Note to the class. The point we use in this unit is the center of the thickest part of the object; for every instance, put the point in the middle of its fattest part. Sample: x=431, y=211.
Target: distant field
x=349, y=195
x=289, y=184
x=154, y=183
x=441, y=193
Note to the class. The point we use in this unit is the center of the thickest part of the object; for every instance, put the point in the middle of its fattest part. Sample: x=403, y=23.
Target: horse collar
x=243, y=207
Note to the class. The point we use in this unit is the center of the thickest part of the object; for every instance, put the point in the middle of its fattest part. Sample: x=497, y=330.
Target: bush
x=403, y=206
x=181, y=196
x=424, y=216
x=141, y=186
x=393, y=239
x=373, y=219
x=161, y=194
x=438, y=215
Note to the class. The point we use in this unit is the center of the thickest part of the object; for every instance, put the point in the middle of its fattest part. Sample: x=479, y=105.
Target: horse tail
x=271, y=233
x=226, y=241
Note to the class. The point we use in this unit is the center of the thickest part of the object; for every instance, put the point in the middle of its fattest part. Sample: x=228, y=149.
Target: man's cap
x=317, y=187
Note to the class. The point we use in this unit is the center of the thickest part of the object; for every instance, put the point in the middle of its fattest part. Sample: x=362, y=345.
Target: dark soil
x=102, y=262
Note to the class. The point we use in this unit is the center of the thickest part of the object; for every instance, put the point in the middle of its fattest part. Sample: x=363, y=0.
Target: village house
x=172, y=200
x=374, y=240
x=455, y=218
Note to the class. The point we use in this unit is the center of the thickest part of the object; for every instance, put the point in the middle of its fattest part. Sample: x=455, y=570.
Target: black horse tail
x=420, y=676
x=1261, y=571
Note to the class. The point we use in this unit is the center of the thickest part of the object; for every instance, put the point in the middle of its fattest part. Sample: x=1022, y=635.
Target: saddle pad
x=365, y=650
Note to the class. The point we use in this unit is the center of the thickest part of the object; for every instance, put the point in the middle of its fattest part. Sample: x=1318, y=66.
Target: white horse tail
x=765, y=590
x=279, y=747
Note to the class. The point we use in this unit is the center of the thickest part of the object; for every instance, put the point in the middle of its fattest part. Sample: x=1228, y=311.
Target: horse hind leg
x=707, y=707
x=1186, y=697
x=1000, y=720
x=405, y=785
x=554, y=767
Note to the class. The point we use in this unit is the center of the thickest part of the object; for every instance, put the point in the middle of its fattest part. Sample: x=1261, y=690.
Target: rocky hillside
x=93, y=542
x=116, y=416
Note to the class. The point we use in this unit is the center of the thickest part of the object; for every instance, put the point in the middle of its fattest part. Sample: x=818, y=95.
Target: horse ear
────────────────────
- Problema proposto
Troque "fattest part" por "widest part" em todos os registros acima e escreva-os de novo sem mudar mais nada.

- Resposta completa
Note to the class. The point we use in this unit is the center of the thickest part of the object; for every instance, put the point in the middle of its widest part. Sample: x=431, y=211.
Target: distant field
x=349, y=195
x=289, y=184
x=154, y=183
x=441, y=193
Note to the class. The point we use in this unit is the center of the thickest part of the object; for every instance, put the point in the middle of its widest part. Sample: x=403, y=23.
Target: horse collar
x=243, y=207
Note to the class. The point we use in this unit is the center of the thickest part of the object; for every instance, put the point in the middle of its widest part. Sample: x=497, y=330.
Target: bush
x=403, y=206
x=181, y=196
x=424, y=216
x=141, y=186
x=393, y=239
x=373, y=219
x=161, y=194
x=438, y=215
Note to the class. The point we use in this unit is the center of the thickest part of the object; for every instance, put the point in the middle of its widest part. Sample: x=479, y=105.
Target: horse tail
x=271, y=233
x=226, y=241
Note to the class. The point we use in this unit is the center of the thickest part of the object; for every instance, put the point in the middle of its widest part. Sample: x=228, y=149.
Target: man's cap
x=317, y=187
Note to the class. The point we use in this unit is the center of the thickest part of the object; for every instance, put the point in the middle of its widest part. Sample: x=362, y=345.
Target: dark soil
x=102, y=262
Note to the class. The point we use in this unit is the center of the thickest part of the object; for every instance, put the point in the middle of its widest part. Sample: x=363, y=0.
Target: village house
x=172, y=200
x=374, y=240
x=455, y=218
Note to the class. The point we use in this unit is the center of the thickest part of the object; for every instance, put the point in the middle of its widest part. Sample: x=455, y=570.
Target: black horse tail
x=420, y=676
x=1261, y=571
Note to the class. The point we use in this unit is the center of the thickest part of the object; for every instance, put the point in the middle of its widest part. Sample: x=1022, y=635.
Target: saddle pad
x=365, y=650
Note to the class. The point we use in this unit is the center of the thickest part of the object; for every instance, put the point in the middle of its widest part. Sample: x=1318, y=66.
Target: white horse tail
x=765, y=590
x=279, y=747
Note to the class. The point we use in this unit is the center of the thickest part of the object; for every instance, put the point in the middle of its widest part. Sample: x=1228, y=311.
Target: horse hind leg
x=707, y=707
x=1186, y=697
x=1000, y=720
x=405, y=785
x=554, y=767
Note to the class. The point we use in this unit is the center of the thickest part of the object; for every instance, put the point in the middle of its widest part. Sample: x=1261, y=690.
Target: rocky hillside
x=93, y=542
x=116, y=416
Note to the class. The point we use in this unit is the center of the thickest part of the object; for every instance, put the point in the middle of its widest part. Sample: x=818, y=95.
Target: horse ear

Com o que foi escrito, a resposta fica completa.